[Excerpts of location labeling data]
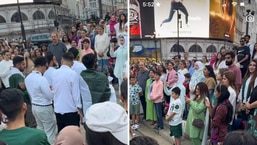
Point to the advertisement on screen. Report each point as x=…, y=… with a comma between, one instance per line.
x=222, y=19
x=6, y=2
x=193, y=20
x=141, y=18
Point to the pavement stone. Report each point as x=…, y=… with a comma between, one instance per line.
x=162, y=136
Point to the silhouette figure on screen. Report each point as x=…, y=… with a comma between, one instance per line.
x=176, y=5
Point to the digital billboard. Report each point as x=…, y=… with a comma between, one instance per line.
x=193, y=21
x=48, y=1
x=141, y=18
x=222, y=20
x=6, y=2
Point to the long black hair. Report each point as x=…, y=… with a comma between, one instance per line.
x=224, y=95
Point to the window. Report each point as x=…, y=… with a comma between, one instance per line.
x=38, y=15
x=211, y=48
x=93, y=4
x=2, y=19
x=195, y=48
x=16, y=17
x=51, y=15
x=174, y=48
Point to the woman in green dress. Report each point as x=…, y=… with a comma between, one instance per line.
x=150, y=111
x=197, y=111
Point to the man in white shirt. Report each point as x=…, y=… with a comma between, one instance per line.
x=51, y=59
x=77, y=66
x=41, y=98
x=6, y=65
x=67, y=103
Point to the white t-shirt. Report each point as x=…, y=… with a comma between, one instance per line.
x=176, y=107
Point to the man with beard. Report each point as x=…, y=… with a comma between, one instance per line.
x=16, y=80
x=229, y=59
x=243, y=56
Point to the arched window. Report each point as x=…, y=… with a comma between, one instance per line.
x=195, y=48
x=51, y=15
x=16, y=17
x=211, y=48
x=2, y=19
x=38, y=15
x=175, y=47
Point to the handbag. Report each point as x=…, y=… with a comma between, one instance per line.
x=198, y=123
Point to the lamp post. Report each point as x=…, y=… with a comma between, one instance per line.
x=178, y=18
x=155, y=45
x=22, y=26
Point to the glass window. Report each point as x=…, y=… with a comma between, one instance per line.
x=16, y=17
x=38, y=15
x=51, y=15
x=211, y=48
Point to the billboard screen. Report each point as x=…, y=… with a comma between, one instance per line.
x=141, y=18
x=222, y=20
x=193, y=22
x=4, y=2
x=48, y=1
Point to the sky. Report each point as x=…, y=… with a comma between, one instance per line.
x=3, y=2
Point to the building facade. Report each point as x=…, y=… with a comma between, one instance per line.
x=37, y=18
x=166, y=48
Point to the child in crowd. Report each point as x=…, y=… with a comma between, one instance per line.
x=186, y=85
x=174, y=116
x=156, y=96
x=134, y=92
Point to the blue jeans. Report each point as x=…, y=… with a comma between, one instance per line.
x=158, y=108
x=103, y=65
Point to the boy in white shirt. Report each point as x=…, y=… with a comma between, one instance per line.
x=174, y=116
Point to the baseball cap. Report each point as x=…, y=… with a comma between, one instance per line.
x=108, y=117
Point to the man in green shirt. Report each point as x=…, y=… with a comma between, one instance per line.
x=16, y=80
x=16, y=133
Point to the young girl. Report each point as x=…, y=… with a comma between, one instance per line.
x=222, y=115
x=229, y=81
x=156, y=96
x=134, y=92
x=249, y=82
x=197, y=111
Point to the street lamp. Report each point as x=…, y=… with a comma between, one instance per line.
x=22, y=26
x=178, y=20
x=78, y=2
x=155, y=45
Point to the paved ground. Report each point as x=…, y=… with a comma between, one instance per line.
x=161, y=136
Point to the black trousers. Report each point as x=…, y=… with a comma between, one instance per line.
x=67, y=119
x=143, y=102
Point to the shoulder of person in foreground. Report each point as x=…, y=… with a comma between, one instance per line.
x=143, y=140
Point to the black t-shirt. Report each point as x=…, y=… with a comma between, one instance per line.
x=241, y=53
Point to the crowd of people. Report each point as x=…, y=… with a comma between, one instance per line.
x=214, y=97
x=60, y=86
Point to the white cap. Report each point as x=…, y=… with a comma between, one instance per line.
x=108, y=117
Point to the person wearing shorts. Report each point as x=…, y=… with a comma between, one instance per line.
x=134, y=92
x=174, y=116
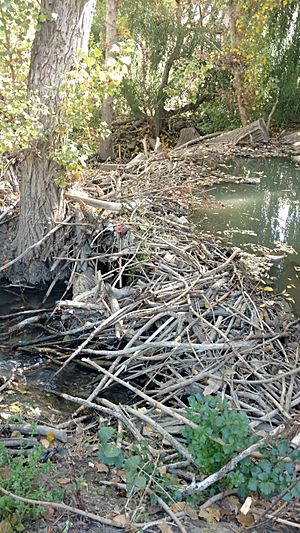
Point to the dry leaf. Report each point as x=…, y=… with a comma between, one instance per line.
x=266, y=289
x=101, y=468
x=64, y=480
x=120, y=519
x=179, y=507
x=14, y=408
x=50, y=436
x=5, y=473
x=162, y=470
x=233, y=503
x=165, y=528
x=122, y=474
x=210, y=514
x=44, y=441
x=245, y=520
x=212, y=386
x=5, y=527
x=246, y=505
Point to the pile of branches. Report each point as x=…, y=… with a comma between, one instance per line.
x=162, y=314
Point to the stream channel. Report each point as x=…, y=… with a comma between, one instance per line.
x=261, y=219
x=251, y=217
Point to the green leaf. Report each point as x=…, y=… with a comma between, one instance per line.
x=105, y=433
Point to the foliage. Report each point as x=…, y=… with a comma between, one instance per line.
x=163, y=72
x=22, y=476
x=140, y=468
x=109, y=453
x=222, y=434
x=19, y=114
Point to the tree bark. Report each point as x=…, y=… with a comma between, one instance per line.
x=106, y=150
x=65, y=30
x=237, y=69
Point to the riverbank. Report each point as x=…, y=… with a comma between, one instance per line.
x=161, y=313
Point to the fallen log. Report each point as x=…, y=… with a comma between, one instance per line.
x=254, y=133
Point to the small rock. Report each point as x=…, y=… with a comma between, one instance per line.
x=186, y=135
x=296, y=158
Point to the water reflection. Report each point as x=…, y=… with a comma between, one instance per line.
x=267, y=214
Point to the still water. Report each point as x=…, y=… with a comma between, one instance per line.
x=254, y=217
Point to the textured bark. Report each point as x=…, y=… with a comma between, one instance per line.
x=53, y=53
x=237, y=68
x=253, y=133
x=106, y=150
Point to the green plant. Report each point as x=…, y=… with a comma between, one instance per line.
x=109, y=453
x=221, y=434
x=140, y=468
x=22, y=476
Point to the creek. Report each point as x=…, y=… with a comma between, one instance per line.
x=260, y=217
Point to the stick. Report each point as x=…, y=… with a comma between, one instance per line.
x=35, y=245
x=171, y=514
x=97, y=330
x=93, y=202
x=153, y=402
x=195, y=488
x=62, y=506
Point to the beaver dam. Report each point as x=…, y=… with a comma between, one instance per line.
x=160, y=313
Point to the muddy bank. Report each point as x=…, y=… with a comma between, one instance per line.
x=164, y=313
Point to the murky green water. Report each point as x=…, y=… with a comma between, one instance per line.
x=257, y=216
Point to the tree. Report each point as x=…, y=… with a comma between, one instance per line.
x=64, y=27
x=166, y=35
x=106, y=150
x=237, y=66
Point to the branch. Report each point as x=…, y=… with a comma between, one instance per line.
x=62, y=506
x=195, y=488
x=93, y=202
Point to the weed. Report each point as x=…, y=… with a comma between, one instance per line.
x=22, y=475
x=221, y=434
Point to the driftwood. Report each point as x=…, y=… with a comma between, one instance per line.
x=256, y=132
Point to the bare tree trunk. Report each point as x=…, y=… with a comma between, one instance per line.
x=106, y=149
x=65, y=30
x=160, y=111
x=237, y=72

--

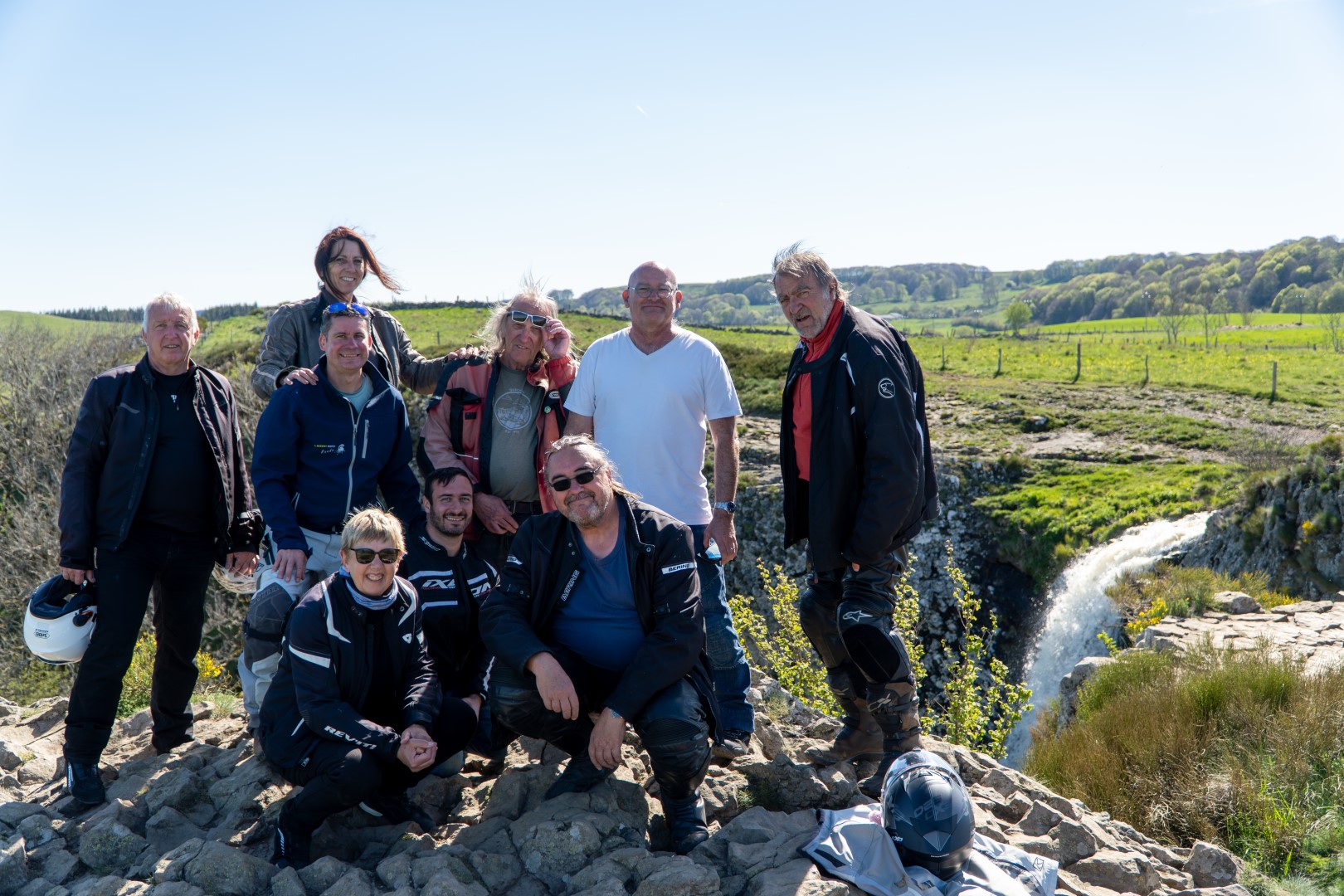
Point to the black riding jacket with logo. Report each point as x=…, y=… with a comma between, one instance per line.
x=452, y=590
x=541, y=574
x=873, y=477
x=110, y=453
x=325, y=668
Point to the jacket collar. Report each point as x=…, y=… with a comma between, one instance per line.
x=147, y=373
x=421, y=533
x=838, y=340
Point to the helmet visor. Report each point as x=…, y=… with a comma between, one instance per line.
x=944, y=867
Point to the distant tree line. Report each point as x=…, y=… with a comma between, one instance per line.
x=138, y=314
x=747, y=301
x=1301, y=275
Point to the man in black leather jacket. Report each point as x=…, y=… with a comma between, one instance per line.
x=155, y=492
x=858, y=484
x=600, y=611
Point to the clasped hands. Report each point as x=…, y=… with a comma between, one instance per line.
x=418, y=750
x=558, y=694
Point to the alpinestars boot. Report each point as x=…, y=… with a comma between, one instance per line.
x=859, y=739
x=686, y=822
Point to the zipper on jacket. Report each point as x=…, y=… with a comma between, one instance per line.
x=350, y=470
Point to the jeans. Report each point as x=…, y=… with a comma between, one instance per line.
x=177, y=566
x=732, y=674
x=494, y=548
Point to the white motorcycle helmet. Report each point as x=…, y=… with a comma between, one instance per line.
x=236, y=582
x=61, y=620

▸ **Problem to solve**
Copy the items from the line containing "Point to the shoulder" through the line containing "x=161, y=313", adding -61 to every x and y coordinate value and keeping all other text of each line unchanged. Leave the pictures out.

▸ **Written response**
Point to the shoulder of person in foreground. Report each point as x=…, y=… with a comma between, one instance per line.
x=82, y=79
Point to the black t-shirt. Report each point as x=…, y=… with a comma between, one instance per line.
x=180, y=-8
Point to the crowd of people. Report each point as x=…, y=… with a comma between, one instance per line.
x=153, y=36
x=-1, y=25
Point to the white cap. Report each point as x=…, y=… with a comma between, one instance per line.
x=47, y=56
Point to the person wearing shorts. Report each point as x=…, y=… with a comma between, one instance per line.
x=73, y=31
x=113, y=55
Point to the dry leaf. Report each point as x=…, y=… with a comma between, one instance per line.
x=205, y=228
x=40, y=407
x=3, y=419
x=59, y=458
x=118, y=446
x=-47, y=347
x=-11, y=375
x=-56, y=412
x=101, y=409
x=172, y=442
x=104, y=467
x=61, y=413
x=149, y=453
x=-17, y=380
x=184, y=459
x=151, y=325
x=-56, y=466
x=185, y=444
Point to the pile of branches. Report each point as x=…, y=… with a comma between, one instance per line.
x=101, y=253
Point to the stream channel. Report each point as x=…, y=… with a comma between, one instance per line.
x=200, y=158
x=190, y=156
Point to the green leaf. Report each point as x=…, y=… with a comma between, one instance per line.
x=44, y=372
Point to the foliage. Report each point as x=…, y=… with a comma between, one instance per line.
x=102, y=11
x=-39, y=415
x=79, y=407
x=48, y=392
x=161, y=373
x=-42, y=53
Point to the tree bark. Report each point as x=…, y=… with a comma between, one instance per line.
x=45, y=89
x=4, y=-31
x=176, y=8
Point to the riverbank. Report each point as x=…, y=… with a comma between, one instance per line.
x=100, y=252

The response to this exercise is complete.